**Given request**.
Rewrite every line of the material below, requests included, scaling each coordinate in the answers by 0.25 and rounding to whole numbers, with halves rounded up. Leave out the pictures.

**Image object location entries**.
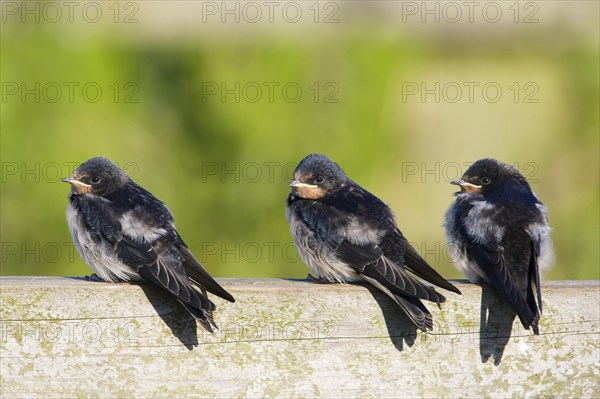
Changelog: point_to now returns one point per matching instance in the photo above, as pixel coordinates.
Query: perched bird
(124, 233)
(498, 233)
(346, 234)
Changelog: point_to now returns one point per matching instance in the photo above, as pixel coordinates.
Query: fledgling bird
(124, 233)
(498, 233)
(346, 234)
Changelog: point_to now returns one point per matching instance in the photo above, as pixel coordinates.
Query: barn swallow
(498, 233)
(346, 234)
(124, 233)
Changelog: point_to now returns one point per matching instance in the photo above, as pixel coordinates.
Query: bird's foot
(94, 277)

**Expected answer**.
Changelog: point_to now returns one point per matching instance in the photo above, as pixel coordinates.
Query: perched bird
(31, 58)
(125, 58)
(87, 59)
Changelog: point_to now returns one point per matching instance in the photo above, as pixel coordinates.
Query: fledgling bird
(31, 58)
(125, 58)
(87, 59)
Changelog: point_to now returns one point per matching instance in the photo above, as pixel coordinates.
Query: barn swallow
(125, 58)
(87, 59)
(31, 58)
Changelog: point_to now returns one point per matching instance in the photo above, as pixel coordinates.
Query: bird's foot
(24, 69)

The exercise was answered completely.